■ TASK TO CARRY OUT
Could you put the lines of the data below, from its start up to and including the line with "[(402, 219)]", into a numbered list, leaving out any blank lines? Keep the pictures out of your answer.

——

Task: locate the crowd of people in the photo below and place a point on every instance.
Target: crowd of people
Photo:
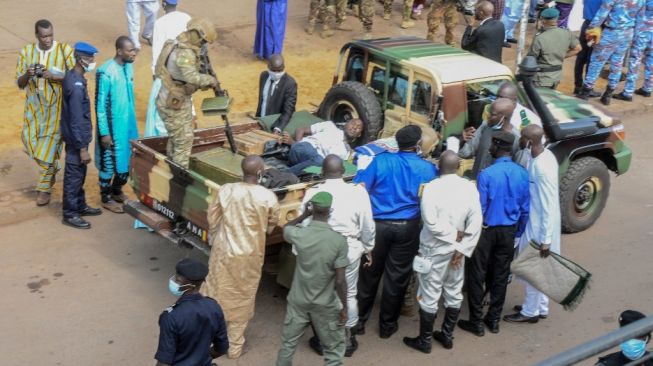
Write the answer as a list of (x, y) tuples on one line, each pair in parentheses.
[(402, 219)]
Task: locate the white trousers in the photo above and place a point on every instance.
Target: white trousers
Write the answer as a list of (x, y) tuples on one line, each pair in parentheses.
[(150, 9), (351, 274), (441, 280)]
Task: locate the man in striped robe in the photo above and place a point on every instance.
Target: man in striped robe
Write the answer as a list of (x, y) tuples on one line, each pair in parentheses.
[(40, 69)]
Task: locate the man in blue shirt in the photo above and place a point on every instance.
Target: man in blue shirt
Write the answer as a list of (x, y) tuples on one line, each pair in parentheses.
[(503, 189), (590, 7), (393, 181), (193, 330), (76, 132)]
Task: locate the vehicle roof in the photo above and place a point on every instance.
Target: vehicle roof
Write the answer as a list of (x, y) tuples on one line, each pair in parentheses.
[(449, 64)]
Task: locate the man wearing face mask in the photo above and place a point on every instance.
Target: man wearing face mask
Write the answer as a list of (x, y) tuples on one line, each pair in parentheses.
[(179, 67), (116, 123), (312, 144), (504, 195), (632, 349), (77, 133), (239, 218), (277, 93), (478, 142), (192, 331)]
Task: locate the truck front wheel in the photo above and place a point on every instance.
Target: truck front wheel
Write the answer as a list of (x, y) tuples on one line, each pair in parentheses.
[(584, 192), (351, 99)]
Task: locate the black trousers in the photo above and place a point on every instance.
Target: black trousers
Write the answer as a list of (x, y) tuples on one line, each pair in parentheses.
[(396, 245), (582, 58), (493, 254), (74, 198)]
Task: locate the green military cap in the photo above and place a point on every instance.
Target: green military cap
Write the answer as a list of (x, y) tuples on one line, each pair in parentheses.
[(322, 199), (550, 13)]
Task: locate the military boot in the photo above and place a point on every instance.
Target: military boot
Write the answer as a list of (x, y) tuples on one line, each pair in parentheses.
[(351, 342), (445, 335), (422, 342), (607, 96)]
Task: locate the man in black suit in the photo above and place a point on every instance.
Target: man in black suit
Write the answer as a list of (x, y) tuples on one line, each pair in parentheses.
[(277, 93), (487, 39)]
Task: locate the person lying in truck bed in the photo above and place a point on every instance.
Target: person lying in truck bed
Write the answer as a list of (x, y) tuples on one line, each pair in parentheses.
[(311, 144)]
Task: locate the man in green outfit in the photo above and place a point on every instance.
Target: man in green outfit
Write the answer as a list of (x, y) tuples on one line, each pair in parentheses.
[(318, 294), (550, 47)]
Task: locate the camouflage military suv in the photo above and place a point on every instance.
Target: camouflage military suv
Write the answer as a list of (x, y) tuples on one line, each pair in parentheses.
[(389, 83)]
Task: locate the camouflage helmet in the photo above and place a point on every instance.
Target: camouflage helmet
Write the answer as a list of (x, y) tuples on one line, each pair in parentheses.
[(204, 27)]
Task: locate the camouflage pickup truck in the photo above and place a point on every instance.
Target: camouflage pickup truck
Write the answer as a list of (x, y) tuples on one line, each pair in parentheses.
[(389, 83)]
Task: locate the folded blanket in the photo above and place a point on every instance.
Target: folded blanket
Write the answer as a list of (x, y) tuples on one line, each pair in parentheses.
[(562, 280)]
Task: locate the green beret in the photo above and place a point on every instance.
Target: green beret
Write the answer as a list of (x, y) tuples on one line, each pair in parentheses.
[(550, 13), (322, 199)]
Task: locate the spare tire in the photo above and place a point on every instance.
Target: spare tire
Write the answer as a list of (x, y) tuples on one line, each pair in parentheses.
[(351, 99)]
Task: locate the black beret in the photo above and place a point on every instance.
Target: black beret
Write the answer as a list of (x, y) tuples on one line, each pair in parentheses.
[(503, 139), (408, 136), (192, 269), (630, 316)]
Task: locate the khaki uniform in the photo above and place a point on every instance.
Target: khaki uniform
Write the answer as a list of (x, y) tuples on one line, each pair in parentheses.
[(549, 47), (442, 9), (174, 100), (312, 298)]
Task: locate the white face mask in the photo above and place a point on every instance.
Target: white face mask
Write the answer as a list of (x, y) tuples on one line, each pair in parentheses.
[(276, 75)]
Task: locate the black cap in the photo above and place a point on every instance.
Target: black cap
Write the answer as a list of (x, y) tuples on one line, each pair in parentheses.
[(503, 139), (408, 136), (630, 316), (192, 269)]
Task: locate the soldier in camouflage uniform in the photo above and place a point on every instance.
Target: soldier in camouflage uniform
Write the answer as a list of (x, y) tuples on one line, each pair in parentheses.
[(446, 9), (408, 10), (642, 48), (178, 67), (617, 17)]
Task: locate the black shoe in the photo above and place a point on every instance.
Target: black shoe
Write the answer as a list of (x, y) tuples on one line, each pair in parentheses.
[(386, 332), (423, 342), (519, 318), (607, 96), (642, 92), (624, 97), (76, 222), (90, 211), (492, 325), (518, 308), (315, 345), (476, 328)]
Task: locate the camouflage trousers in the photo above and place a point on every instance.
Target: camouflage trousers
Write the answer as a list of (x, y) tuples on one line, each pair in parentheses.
[(367, 14), (179, 123), (442, 9), (327, 11), (408, 8), (641, 49), (612, 48)]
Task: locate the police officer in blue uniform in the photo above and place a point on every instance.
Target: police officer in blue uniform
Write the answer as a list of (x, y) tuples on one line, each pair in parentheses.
[(76, 132), (193, 330)]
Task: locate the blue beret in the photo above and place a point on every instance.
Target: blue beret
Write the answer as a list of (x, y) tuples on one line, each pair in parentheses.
[(85, 48), (550, 13), (192, 269)]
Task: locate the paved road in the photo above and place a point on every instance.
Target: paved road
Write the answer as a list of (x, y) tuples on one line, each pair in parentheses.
[(93, 297)]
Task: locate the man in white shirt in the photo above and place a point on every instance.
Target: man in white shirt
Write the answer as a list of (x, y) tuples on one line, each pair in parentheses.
[(312, 144), (134, 8), (351, 216), (543, 226), (451, 212)]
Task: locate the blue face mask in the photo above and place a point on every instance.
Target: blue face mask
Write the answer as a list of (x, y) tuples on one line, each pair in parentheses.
[(174, 287), (633, 349)]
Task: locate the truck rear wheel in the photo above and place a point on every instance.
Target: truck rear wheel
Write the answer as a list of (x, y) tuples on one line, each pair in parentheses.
[(584, 192), (351, 99)]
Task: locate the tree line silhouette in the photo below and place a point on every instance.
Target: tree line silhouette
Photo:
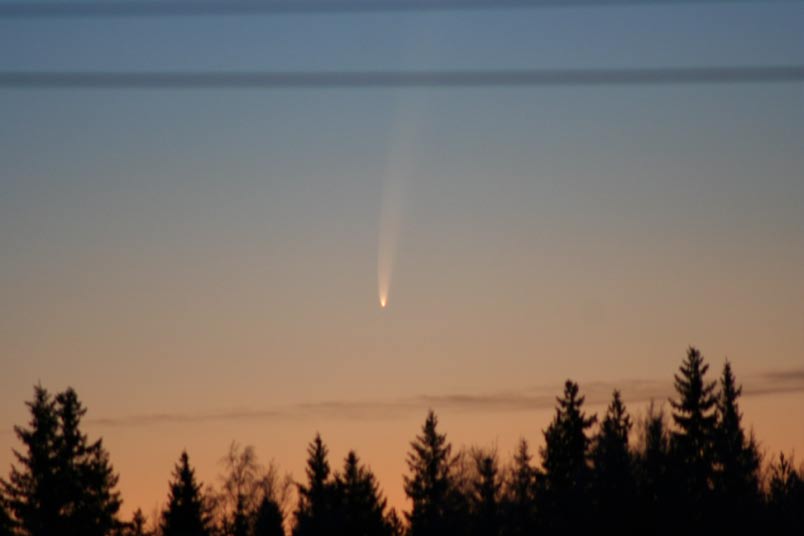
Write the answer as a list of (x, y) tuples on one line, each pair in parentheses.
[(697, 473)]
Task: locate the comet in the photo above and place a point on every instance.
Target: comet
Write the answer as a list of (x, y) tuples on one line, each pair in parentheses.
[(399, 167)]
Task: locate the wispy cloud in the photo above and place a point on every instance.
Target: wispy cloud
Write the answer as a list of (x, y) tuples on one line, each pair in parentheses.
[(537, 398)]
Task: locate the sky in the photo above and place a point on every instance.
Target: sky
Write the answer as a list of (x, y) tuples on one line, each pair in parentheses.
[(202, 266)]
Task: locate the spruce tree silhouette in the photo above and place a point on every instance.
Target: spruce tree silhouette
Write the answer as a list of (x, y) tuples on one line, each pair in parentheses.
[(519, 503), (430, 486), (613, 483), (137, 526), (241, 489), (653, 475), (6, 525), (32, 489), (87, 477), (485, 496), (65, 484), (315, 509), (396, 525), (186, 513), (359, 502), (737, 480), (269, 520), (565, 494), (693, 440)]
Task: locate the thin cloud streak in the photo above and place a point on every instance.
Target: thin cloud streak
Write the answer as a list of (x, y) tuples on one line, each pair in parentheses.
[(538, 398)]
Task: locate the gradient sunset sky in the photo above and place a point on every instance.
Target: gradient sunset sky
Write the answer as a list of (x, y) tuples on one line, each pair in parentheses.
[(202, 266)]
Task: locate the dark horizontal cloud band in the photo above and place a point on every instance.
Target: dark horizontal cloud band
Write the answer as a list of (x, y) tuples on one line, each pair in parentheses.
[(541, 398), (399, 79)]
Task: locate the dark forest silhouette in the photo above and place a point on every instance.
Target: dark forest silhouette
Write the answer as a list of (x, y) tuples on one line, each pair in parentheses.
[(696, 473)]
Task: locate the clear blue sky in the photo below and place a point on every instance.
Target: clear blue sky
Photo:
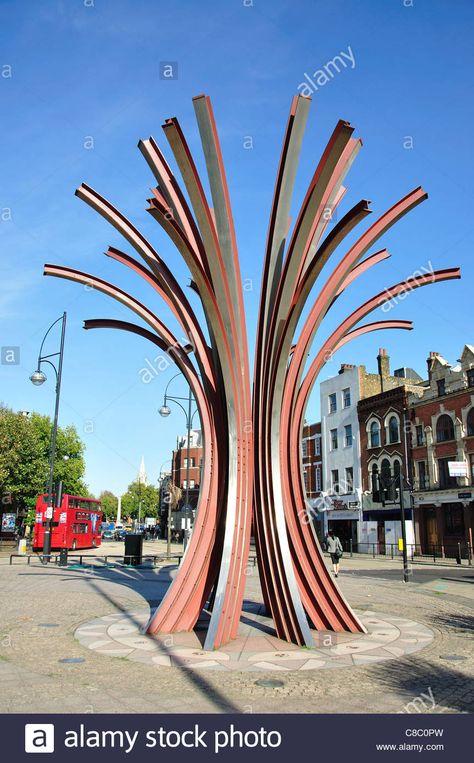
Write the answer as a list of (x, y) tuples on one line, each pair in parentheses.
[(82, 71)]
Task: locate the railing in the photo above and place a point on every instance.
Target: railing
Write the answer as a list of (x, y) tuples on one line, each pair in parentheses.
[(126, 559), (447, 551)]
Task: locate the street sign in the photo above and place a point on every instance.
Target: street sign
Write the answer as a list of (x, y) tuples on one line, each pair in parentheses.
[(457, 468)]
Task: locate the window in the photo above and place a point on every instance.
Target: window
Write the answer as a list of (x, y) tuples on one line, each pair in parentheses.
[(444, 428), (375, 483), (422, 476), (453, 519), (349, 479), (393, 430), (444, 478), (386, 480), (348, 435), (470, 423), (419, 434), (318, 479), (374, 435)]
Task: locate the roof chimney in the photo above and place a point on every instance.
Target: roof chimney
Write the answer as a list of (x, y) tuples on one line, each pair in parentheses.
[(383, 362), (429, 362)]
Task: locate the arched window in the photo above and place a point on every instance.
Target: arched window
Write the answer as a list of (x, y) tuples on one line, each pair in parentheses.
[(397, 467), (470, 423), (386, 480), (444, 428), (375, 482), (375, 435), (393, 430)]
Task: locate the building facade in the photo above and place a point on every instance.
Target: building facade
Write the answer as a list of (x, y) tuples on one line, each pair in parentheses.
[(180, 471), (311, 459), (340, 450), (442, 434), (385, 445), (345, 444)]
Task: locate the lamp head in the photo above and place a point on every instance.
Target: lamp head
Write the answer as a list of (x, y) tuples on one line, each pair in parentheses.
[(38, 378)]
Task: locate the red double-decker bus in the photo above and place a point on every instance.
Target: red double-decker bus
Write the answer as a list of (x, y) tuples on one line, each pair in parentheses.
[(76, 523)]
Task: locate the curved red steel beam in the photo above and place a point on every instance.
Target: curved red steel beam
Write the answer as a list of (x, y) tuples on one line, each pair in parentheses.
[(185, 596), (231, 583), (219, 307), (321, 609), (198, 555), (276, 238), (183, 312)]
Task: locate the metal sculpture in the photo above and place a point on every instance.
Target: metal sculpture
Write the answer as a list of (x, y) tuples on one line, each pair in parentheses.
[(251, 443)]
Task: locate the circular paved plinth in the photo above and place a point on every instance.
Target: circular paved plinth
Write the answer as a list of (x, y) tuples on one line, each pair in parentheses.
[(256, 648)]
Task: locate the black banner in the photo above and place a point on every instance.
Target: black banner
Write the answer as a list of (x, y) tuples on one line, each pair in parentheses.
[(232, 737)]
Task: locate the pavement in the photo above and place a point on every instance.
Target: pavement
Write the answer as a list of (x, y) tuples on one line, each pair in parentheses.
[(44, 666)]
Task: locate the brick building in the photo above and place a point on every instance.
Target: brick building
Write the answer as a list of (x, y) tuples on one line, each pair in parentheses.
[(344, 437), (311, 459), (442, 433), (385, 462), (180, 472)]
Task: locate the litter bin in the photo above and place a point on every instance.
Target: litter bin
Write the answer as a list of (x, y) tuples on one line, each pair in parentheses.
[(22, 546), (133, 549), (62, 557)]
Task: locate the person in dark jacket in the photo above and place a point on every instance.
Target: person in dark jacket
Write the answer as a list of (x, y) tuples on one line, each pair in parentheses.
[(334, 547)]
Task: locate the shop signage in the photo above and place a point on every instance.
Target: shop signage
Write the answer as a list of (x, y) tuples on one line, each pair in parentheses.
[(457, 468), (8, 523)]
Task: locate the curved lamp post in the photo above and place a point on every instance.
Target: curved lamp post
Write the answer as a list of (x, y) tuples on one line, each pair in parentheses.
[(38, 377), (165, 411), (168, 528)]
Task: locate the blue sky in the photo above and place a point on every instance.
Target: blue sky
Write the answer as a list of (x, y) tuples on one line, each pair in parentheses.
[(87, 73)]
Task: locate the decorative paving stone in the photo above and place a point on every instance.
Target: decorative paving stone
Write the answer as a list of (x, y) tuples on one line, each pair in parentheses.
[(256, 647)]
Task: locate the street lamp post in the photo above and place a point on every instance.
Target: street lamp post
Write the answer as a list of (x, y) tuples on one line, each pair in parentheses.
[(386, 484), (165, 411), (38, 377), (168, 529)]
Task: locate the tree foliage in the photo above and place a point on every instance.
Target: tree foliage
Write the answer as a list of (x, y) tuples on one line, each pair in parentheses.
[(24, 458), (147, 496), (109, 503)]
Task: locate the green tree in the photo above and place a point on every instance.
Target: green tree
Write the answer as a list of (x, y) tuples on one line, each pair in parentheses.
[(148, 496), (109, 503), (24, 458)]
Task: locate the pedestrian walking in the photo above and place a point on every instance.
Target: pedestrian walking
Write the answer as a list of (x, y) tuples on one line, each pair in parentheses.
[(334, 547)]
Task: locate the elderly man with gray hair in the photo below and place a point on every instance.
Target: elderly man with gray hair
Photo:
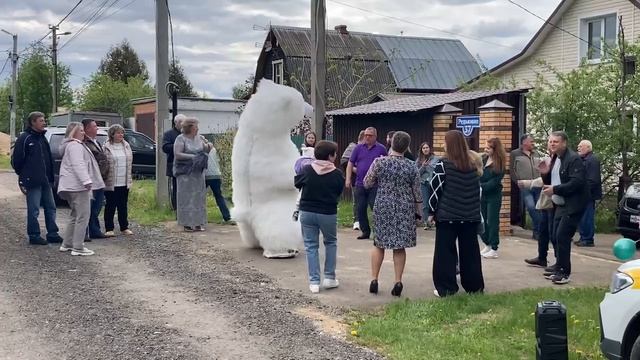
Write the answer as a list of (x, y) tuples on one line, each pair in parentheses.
[(594, 180), (168, 139)]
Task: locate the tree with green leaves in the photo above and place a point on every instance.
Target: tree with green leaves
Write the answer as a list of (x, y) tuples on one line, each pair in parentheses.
[(102, 93), (177, 75), (122, 62), (35, 83), (243, 90)]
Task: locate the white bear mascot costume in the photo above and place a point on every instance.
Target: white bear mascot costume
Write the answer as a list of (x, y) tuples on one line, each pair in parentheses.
[(264, 196)]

——

■ SOLUTION FOR THIS EXERCISE
1. Task: locate the crowd of people in the photo below and place a point on every instance.
2. Target: crowd of people
3. Photo:
4. Write the answer as a list of (x, y) tuples on one line, each pair in parentheses.
5. [(402, 219)]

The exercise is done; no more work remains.